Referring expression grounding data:

====

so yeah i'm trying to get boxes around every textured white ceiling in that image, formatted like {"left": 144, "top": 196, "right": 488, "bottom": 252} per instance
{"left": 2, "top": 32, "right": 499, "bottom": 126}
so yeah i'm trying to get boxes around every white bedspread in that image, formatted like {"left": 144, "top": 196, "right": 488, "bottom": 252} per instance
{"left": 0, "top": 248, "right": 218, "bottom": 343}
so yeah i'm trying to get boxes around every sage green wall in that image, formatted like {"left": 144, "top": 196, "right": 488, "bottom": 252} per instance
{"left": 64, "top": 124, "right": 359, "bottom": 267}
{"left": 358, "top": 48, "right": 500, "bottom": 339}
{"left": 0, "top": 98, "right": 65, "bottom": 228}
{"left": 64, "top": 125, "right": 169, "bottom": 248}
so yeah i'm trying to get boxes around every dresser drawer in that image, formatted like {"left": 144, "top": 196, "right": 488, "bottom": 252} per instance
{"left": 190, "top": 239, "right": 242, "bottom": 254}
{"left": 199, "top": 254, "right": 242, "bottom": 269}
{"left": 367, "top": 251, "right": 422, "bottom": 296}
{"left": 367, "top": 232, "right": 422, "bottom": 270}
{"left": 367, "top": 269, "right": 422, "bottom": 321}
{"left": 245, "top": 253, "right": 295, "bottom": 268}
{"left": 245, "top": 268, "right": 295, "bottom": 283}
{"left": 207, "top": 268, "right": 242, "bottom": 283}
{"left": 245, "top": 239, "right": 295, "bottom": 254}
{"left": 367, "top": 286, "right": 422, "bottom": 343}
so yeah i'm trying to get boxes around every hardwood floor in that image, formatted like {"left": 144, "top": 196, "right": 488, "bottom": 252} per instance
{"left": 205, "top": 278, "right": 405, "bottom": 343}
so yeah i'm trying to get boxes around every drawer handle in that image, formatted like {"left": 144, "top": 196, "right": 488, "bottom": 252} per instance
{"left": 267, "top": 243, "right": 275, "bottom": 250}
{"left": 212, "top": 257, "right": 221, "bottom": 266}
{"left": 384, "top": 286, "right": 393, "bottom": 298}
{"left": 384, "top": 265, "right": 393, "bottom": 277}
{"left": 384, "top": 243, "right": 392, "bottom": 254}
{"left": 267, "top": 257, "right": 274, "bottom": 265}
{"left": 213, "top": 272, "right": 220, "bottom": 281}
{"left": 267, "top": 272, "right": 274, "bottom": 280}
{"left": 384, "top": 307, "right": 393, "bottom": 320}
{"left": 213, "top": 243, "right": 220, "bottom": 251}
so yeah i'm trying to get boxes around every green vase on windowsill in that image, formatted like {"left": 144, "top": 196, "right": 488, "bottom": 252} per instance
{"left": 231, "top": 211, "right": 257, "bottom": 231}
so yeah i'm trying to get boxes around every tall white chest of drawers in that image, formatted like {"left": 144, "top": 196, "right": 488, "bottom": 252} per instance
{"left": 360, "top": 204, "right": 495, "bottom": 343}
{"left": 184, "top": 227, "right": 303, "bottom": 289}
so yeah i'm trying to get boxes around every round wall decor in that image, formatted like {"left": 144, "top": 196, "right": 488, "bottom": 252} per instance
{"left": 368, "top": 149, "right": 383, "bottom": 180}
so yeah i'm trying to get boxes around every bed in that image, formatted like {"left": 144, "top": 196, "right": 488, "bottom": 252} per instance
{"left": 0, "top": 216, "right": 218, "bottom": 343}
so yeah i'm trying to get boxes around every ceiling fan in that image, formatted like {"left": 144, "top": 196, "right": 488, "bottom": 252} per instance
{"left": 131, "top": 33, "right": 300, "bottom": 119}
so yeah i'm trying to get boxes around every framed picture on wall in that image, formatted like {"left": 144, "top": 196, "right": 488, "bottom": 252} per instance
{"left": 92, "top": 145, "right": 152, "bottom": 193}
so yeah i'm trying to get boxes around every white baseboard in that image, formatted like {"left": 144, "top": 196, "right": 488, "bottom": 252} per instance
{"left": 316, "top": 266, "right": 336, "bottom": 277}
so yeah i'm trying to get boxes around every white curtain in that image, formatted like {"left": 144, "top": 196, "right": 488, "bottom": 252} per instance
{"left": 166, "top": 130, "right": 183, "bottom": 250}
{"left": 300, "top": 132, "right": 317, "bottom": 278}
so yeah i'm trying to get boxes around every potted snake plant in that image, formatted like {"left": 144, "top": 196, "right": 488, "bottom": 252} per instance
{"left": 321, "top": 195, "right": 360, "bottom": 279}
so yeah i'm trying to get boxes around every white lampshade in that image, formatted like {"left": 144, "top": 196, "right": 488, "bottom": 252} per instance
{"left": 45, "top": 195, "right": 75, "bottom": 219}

====

Problem description:
The expected output is an exact copy of all the records above.

Answer box:
so yeah i'm trying to get boxes around every textured white ceiling in that image, formatted like {"left": 144, "top": 196, "right": 488, "bottom": 252} per instance
{"left": 2, "top": 32, "right": 499, "bottom": 126}
so yeah i'm trying to get boxes around every white bedspread in that image, formatted like {"left": 144, "top": 196, "right": 488, "bottom": 252} per instance
{"left": 0, "top": 248, "right": 218, "bottom": 343}
so yeah i'm trying to get boxes around every sage green wall in that image, formatted like {"left": 144, "top": 196, "right": 488, "bottom": 252} per instance
{"left": 64, "top": 124, "right": 359, "bottom": 267}
{"left": 358, "top": 48, "right": 500, "bottom": 339}
{"left": 0, "top": 98, "right": 65, "bottom": 228}
{"left": 64, "top": 125, "right": 169, "bottom": 248}
so yeah i'm trying to get boxes around every dresser drawer in that image, formatted like {"left": 144, "top": 196, "right": 488, "bottom": 252} per instance
{"left": 190, "top": 239, "right": 242, "bottom": 254}
{"left": 199, "top": 254, "right": 242, "bottom": 269}
{"left": 367, "top": 251, "right": 422, "bottom": 296}
{"left": 367, "top": 232, "right": 422, "bottom": 270}
{"left": 367, "top": 269, "right": 422, "bottom": 321}
{"left": 245, "top": 253, "right": 295, "bottom": 268}
{"left": 245, "top": 268, "right": 295, "bottom": 283}
{"left": 207, "top": 268, "right": 242, "bottom": 283}
{"left": 245, "top": 239, "right": 295, "bottom": 254}
{"left": 367, "top": 286, "right": 422, "bottom": 343}
so yeah i'm trying to get boxes around every hardwood floor in that image, formatted like {"left": 144, "top": 196, "right": 488, "bottom": 252} per instance
{"left": 205, "top": 278, "right": 405, "bottom": 343}
so yeah i'm trying to get boxes around every drawer handle in that image, formatted like {"left": 144, "top": 196, "right": 488, "bottom": 252} per instance
{"left": 267, "top": 243, "right": 275, "bottom": 250}
{"left": 212, "top": 257, "right": 221, "bottom": 266}
{"left": 384, "top": 286, "right": 393, "bottom": 298}
{"left": 384, "top": 265, "right": 393, "bottom": 277}
{"left": 384, "top": 243, "right": 392, "bottom": 254}
{"left": 267, "top": 257, "right": 274, "bottom": 265}
{"left": 213, "top": 272, "right": 220, "bottom": 281}
{"left": 267, "top": 272, "right": 274, "bottom": 280}
{"left": 384, "top": 307, "right": 393, "bottom": 320}
{"left": 213, "top": 243, "right": 220, "bottom": 251}
so yeah i'm trying to get boxes around every green vase on windowsill in that image, formatted like {"left": 144, "top": 196, "right": 488, "bottom": 252} per instance
{"left": 231, "top": 211, "right": 257, "bottom": 231}
so yeah i'm trying to get boxes around every tall white chest of drawers in that image, formatted like {"left": 144, "top": 196, "right": 488, "bottom": 252} per instance
{"left": 360, "top": 204, "right": 495, "bottom": 343}
{"left": 184, "top": 227, "right": 303, "bottom": 289}
so yeah i'm trying to get boxes around every round wall decor in that image, formatted like {"left": 144, "top": 196, "right": 488, "bottom": 252} per instance
{"left": 368, "top": 149, "right": 383, "bottom": 180}
so yeah i'm trying to get boxes around every bed in that image, formatted like {"left": 144, "top": 196, "right": 488, "bottom": 252} per instance
{"left": 0, "top": 216, "right": 218, "bottom": 343}
so yeah i'm trying to get boxes around every ceiling fan in that image, formatted like {"left": 144, "top": 196, "right": 488, "bottom": 252} per instance
{"left": 131, "top": 33, "right": 300, "bottom": 119}
so yeah i'm trying to get boxes around every framed picture on wall in that image, formatted like {"left": 144, "top": 196, "right": 488, "bottom": 252} per instance
{"left": 92, "top": 145, "right": 152, "bottom": 193}
so yeah i'm trying to get boxes around every white baseboard in that image, formatted like {"left": 144, "top": 196, "right": 488, "bottom": 252} per instance
{"left": 316, "top": 266, "right": 336, "bottom": 277}
so yeah i'm trying to get boxes around every white curtain in that image, formatted like {"left": 144, "top": 196, "right": 488, "bottom": 252} per instance
{"left": 166, "top": 130, "right": 183, "bottom": 250}
{"left": 300, "top": 132, "right": 317, "bottom": 278}
so yeah i'm trying to get boxes around every potted snake plant in that image, formatted like {"left": 144, "top": 196, "right": 488, "bottom": 252} per instance
{"left": 321, "top": 195, "right": 360, "bottom": 279}
so yeah i'm trying to get boxes around every white lampshade in that image, formatted like {"left": 144, "top": 196, "right": 488, "bottom": 252} per instance
{"left": 45, "top": 195, "right": 75, "bottom": 219}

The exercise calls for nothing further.